-- Goal of the exercise --
Please retype, word for word, the lines of the listing below, starting with the line that contains "indicate: sidewalk" and going on through its very last line.

-- Records provided --
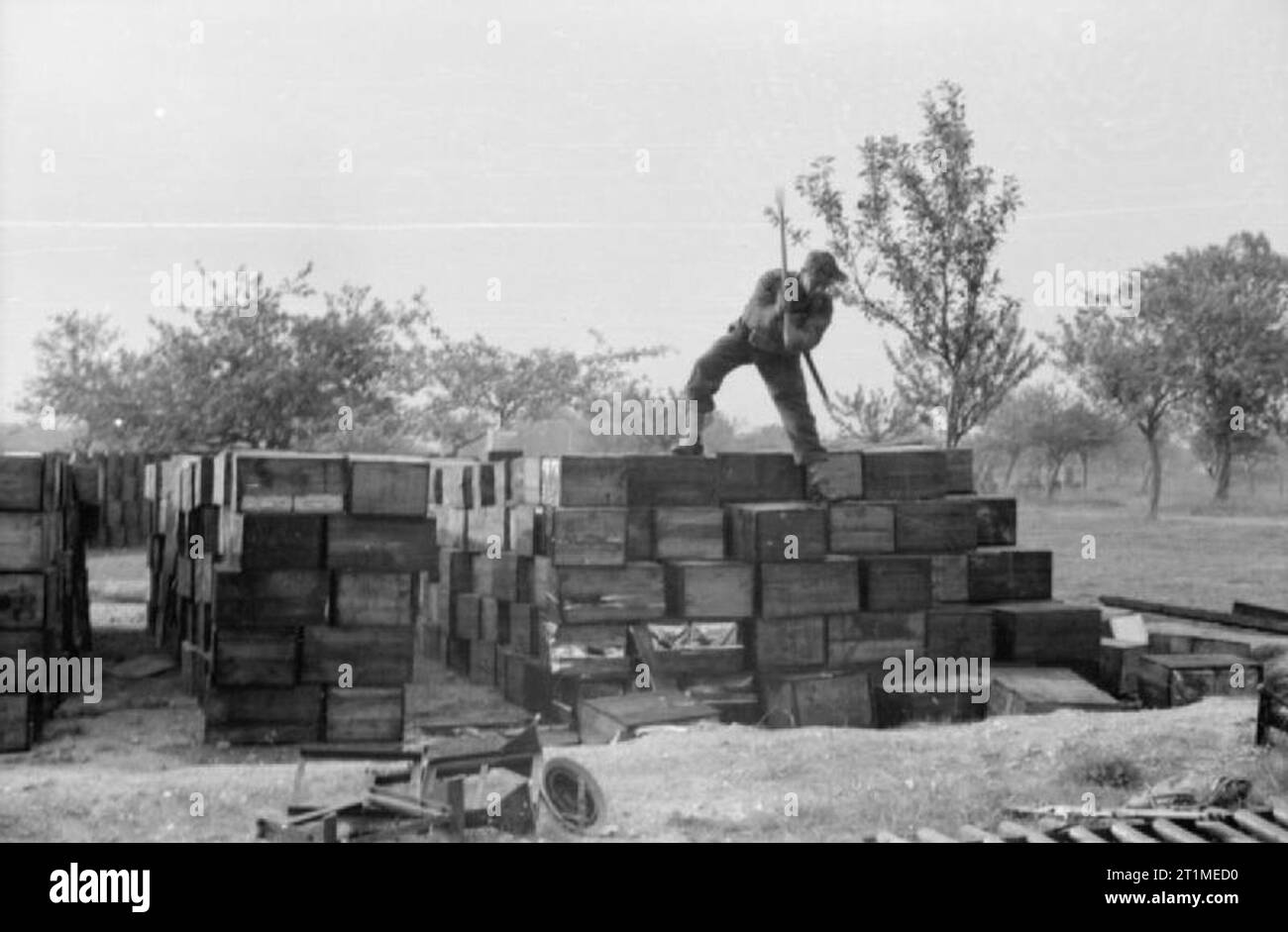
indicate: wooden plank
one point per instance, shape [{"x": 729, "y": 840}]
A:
[
  {"x": 777, "y": 532},
  {"x": 896, "y": 583},
  {"x": 387, "y": 485},
  {"x": 688, "y": 533},
  {"x": 1224, "y": 833},
  {"x": 859, "y": 528},
  {"x": 822, "y": 587},
  {"x": 837, "y": 476},
  {"x": 1012, "y": 830},
  {"x": 708, "y": 588},
  {"x": 973, "y": 833},
  {"x": 1260, "y": 828},
  {"x": 1243, "y": 621},
  {"x": 758, "y": 477},
  {"x": 1171, "y": 832},
  {"x": 671, "y": 480},
  {"x": 374, "y": 597},
  {"x": 381, "y": 544},
  {"x": 585, "y": 537},
  {"x": 932, "y": 837}
]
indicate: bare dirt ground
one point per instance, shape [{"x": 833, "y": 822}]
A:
[{"x": 128, "y": 769}]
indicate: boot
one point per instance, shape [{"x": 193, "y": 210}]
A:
[{"x": 696, "y": 447}]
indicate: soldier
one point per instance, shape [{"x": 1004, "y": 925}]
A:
[{"x": 772, "y": 332}]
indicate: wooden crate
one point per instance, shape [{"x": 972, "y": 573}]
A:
[
  {"x": 595, "y": 481},
  {"x": 487, "y": 529},
  {"x": 859, "y": 528},
  {"x": 372, "y": 713},
  {"x": 581, "y": 595},
  {"x": 270, "y": 542},
  {"x": 361, "y": 599},
  {"x": 386, "y": 485},
  {"x": 789, "y": 643},
  {"x": 836, "y": 476},
  {"x": 483, "y": 664},
  {"x": 603, "y": 720},
  {"x": 381, "y": 544},
  {"x": 949, "y": 574},
  {"x": 282, "y": 483},
  {"x": 527, "y": 529},
  {"x": 378, "y": 657},
  {"x": 905, "y": 473},
  {"x": 671, "y": 480},
  {"x": 1120, "y": 666},
  {"x": 17, "y": 721},
  {"x": 896, "y": 583},
  {"x": 960, "y": 465},
  {"x": 758, "y": 477},
  {"x": 838, "y": 699},
  {"x": 939, "y": 527},
  {"x": 263, "y": 714},
  {"x": 270, "y": 599},
  {"x": 511, "y": 578},
  {"x": 585, "y": 537},
  {"x": 1170, "y": 679},
  {"x": 822, "y": 587},
  {"x": 1033, "y": 690},
  {"x": 524, "y": 636},
  {"x": 688, "y": 533},
  {"x": 24, "y": 600},
  {"x": 22, "y": 483},
  {"x": 870, "y": 638},
  {"x": 960, "y": 631},
  {"x": 763, "y": 532},
  {"x": 1009, "y": 574},
  {"x": 708, "y": 588},
  {"x": 29, "y": 541},
  {"x": 1048, "y": 634},
  {"x": 467, "y": 615},
  {"x": 257, "y": 657},
  {"x": 995, "y": 520}
]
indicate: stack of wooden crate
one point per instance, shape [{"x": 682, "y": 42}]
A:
[
  {"x": 549, "y": 564},
  {"x": 111, "y": 488},
  {"x": 292, "y": 587},
  {"x": 44, "y": 604}
]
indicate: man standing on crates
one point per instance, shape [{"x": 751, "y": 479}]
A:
[{"x": 784, "y": 321}]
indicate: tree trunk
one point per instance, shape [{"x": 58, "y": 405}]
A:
[
  {"x": 1223, "y": 467},
  {"x": 1155, "y": 472}
]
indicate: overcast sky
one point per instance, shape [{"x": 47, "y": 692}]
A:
[{"x": 518, "y": 159}]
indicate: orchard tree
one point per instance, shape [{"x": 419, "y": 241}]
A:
[{"x": 926, "y": 226}]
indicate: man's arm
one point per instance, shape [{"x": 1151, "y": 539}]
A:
[{"x": 805, "y": 322}]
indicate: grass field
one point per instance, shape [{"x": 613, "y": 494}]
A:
[{"x": 127, "y": 769}]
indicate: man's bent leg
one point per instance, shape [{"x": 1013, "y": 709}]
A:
[
  {"x": 708, "y": 373},
  {"x": 786, "y": 382}
]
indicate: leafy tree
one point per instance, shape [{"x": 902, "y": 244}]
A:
[
  {"x": 1231, "y": 306},
  {"x": 927, "y": 226}
]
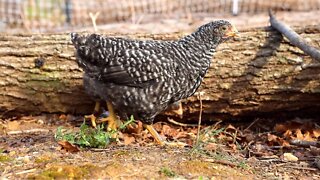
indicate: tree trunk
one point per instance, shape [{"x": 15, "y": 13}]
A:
[{"x": 258, "y": 73}]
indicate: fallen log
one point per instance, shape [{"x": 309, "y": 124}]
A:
[
  {"x": 293, "y": 37},
  {"x": 260, "y": 73}
]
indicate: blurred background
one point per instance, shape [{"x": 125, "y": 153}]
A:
[{"x": 152, "y": 16}]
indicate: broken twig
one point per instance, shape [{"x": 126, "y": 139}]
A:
[{"x": 294, "y": 38}]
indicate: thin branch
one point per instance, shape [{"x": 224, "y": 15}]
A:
[
  {"x": 181, "y": 124},
  {"x": 94, "y": 20},
  {"x": 303, "y": 143},
  {"x": 200, "y": 118},
  {"x": 294, "y": 38}
]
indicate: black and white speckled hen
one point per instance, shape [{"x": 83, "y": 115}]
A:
[{"x": 141, "y": 78}]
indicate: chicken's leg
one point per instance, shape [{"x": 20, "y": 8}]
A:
[
  {"x": 93, "y": 116},
  {"x": 160, "y": 141},
  {"x": 155, "y": 134}
]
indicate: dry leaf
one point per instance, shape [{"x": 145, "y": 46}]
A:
[
  {"x": 231, "y": 129},
  {"x": 272, "y": 138},
  {"x": 128, "y": 139},
  {"x": 63, "y": 117},
  {"x": 288, "y": 134},
  {"x": 283, "y": 142},
  {"x": 68, "y": 146},
  {"x": 289, "y": 157},
  {"x": 13, "y": 126},
  {"x": 211, "y": 147},
  {"x": 280, "y": 128},
  {"x": 307, "y": 137}
]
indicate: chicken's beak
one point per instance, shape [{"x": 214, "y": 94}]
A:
[{"x": 232, "y": 32}]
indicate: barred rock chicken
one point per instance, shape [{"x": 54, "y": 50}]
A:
[{"x": 142, "y": 78}]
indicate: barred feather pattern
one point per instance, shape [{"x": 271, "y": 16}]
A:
[{"x": 142, "y": 78}]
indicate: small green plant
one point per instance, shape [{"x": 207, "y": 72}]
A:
[
  {"x": 89, "y": 137},
  {"x": 167, "y": 172}
]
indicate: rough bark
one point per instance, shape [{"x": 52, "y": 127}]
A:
[{"x": 259, "y": 73}]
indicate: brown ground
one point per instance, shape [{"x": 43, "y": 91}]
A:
[
  {"x": 29, "y": 150},
  {"x": 242, "y": 151}
]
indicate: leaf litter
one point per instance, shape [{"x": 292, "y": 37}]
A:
[{"x": 263, "y": 149}]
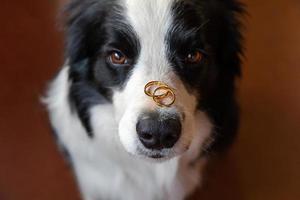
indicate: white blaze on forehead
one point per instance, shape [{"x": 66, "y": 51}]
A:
[{"x": 151, "y": 20}]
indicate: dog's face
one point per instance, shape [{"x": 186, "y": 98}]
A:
[{"x": 117, "y": 47}]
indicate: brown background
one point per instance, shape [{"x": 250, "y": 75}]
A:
[{"x": 264, "y": 164}]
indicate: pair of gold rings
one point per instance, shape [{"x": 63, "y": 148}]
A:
[{"x": 161, "y": 93}]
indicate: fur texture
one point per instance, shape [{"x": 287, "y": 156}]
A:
[{"x": 94, "y": 104}]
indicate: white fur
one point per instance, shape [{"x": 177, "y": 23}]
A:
[{"x": 103, "y": 166}]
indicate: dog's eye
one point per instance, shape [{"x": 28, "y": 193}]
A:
[
  {"x": 118, "y": 58},
  {"x": 194, "y": 57}
]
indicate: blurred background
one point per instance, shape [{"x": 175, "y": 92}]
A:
[{"x": 264, "y": 163}]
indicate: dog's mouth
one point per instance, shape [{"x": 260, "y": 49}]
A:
[{"x": 157, "y": 155}]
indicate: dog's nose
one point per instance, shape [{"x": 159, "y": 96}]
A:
[{"x": 158, "y": 132}]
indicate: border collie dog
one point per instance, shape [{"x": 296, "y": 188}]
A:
[{"x": 122, "y": 144}]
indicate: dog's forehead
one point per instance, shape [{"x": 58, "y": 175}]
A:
[{"x": 149, "y": 18}]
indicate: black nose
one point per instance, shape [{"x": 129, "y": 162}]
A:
[{"x": 158, "y": 132}]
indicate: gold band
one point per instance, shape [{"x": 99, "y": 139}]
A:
[{"x": 161, "y": 93}]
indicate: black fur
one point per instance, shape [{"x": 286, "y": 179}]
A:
[{"x": 94, "y": 29}]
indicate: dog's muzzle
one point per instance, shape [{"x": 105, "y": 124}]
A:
[{"x": 161, "y": 93}]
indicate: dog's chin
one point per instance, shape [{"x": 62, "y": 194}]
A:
[{"x": 158, "y": 155}]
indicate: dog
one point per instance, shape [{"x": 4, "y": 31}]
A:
[{"x": 147, "y": 94}]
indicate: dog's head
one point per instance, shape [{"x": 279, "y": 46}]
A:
[{"x": 189, "y": 47}]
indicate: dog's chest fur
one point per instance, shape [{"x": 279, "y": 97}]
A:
[{"x": 104, "y": 170}]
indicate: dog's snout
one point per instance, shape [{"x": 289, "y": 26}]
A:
[{"x": 158, "y": 133}]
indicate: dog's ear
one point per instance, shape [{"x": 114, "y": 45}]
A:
[
  {"x": 224, "y": 33},
  {"x": 83, "y": 21}
]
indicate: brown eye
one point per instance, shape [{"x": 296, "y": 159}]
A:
[
  {"x": 118, "y": 58},
  {"x": 194, "y": 57}
]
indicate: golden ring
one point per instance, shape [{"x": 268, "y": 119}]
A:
[{"x": 153, "y": 88}]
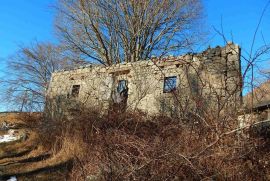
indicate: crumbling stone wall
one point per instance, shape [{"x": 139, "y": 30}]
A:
[{"x": 214, "y": 74}]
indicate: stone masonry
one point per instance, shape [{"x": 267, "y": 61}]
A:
[{"x": 151, "y": 85}]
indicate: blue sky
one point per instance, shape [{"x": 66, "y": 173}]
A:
[{"x": 25, "y": 21}]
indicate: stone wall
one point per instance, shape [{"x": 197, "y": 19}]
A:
[{"x": 213, "y": 74}]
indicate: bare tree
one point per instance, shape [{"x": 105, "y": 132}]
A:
[
  {"x": 28, "y": 75},
  {"x": 116, "y": 31}
]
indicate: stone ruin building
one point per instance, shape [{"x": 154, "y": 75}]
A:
[{"x": 153, "y": 86}]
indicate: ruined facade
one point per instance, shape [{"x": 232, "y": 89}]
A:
[{"x": 155, "y": 85}]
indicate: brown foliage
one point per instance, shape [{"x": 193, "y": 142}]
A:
[{"x": 134, "y": 146}]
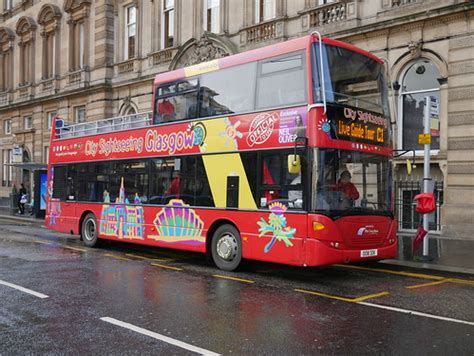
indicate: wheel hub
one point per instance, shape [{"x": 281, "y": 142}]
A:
[{"x": 227, "y": 247}]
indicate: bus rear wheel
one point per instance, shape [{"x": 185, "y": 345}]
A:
[
  {"x": 226, "y": 247},
  {"x": 89, "y": 231}
]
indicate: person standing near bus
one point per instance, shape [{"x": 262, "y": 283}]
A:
[{"x": 345, "y": 186}]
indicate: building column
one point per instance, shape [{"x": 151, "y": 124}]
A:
[
  {"x": 45, "y": 58},
  {"x": 71, "y": 46},
  {"x": 2, "y": 71},
  {"x": 50, "y": 54}
]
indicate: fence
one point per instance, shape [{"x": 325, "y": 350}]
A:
[{"x": 408, "y": 218}]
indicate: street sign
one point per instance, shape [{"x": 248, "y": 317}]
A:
[
  {"x": 17, "y": 154},
  {"x": 424, "y": 139}
]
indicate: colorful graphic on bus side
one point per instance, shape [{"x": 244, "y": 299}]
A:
[
  {"x": 277, "y": 226},
  {"x": 178, "y": 223},
  {"x": 246, "y": 132},
  {"x": 123, "y": 220}
]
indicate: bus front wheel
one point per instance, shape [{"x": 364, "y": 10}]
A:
[
  {"x": 226, "y": 247},
  {"x": 89, "y": 231}
]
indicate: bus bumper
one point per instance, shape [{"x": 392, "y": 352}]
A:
[{"x": 318, "y": 253}]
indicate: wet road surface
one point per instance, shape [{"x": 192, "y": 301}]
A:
[{"x": 127, "y": 299}]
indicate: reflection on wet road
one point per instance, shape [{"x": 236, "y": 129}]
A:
[{"x": 124, "y": 298}]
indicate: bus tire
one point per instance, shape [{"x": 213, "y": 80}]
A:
[
  {"x": 89, "y": 231},
  {"x": 226, "y": 247}
]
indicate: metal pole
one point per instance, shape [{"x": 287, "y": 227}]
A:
[{"x": 426, "y": 170}]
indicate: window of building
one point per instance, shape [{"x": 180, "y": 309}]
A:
[
  {"x": 168, "y": 24},
  {"x": 265, "y": 10},
  {"x": 25, "y": 30},
  {"x": 6, "y": 59},
  {"x": 419, "y": 81},
  {"x": 51, "y": 115},
  {"x": 79, "y": 114},
  {"x": 130, "y": 32},
  {"x": 27, "y": 122},
  {"x": 78, "y": 22},
  {"x": 7, "y": 173},
  {"x": 49, "y": 19},
  {"x": 212, "y": 15},
  {"x": 7, "y": 127}
]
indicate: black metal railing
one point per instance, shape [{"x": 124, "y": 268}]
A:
[{"x": 408, "y": 218}]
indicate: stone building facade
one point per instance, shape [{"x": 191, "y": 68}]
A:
[{"x": 87, "y": 60}]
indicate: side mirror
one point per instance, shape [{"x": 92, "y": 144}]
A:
[{"x": 294, "y": 164}]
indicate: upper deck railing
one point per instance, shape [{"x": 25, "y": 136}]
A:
[{"x": 113, "y": 124}]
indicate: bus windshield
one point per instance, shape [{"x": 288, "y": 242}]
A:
[
  {"x": 350, "y": 78},
  {"x": 351, "y": 183}
]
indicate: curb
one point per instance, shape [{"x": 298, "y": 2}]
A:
[
  {"x": 19, "y": 218},
  {"x": 428, "y": 266}
]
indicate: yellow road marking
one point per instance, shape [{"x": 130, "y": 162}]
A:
[
  {"x": 266, "y": 271},
  {"x": 74, "y": 248},
  {"x": 164, "y": 266},
  {"x": 149, "y": 258},
  {"x": 349, "y": 300},
  {"x": 429, "y": 284},
  {"x": 462, "y": 281},
  {"x": 233, "y": 278},
  {"x": 44, "y": 243},
  {"x": 370, "y": 296},
  {"x": 117, "y": 257},
  {"x": 398, "y": 273},
  {"x": 409, "y": 274}
]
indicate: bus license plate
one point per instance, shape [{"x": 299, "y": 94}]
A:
[{"x": 368, "y": 253}]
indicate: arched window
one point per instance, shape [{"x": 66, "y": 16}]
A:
[
  {"x": 78, "y": 22},
  {"x": 6, "y": 59},
  {"x": 25, "y": 30},
  {"x": 420, "y": 79},
  {"x": 49, "y": 18}
]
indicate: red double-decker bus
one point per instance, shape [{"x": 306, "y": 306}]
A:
[{"x": 280, "y": 154}]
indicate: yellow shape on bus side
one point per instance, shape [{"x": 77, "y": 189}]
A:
[{"x": 220, "y": 166}]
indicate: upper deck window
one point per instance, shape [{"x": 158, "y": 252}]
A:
[
  {"x": 272, "y": 83},
  {"x": 352, "y": 79},
  {"x": 281, "y": 81}
]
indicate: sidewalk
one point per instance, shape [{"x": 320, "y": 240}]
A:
[{"x": 448, "y": 255}]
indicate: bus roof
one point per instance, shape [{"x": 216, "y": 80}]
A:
[{"x": 254, "y": 55}]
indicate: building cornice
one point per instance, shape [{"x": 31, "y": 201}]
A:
[{"x": 413, "y": 21}]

-- Solution to the exercise --
indicate: sidewalk
one point per instance, shape [{"x": 320, "y": 240}]
A:
[{"x": 448, "y": 255}]
indicate: bus roof
one point per instance, shape [{"x": 216, "y": 80}]
A:
[{"x": 254, "y": 55}]
indicate: building cornice
one point per instance, shape [{"x": 31, "y": 201}]
A:
[{"x": 413, "y": 21}]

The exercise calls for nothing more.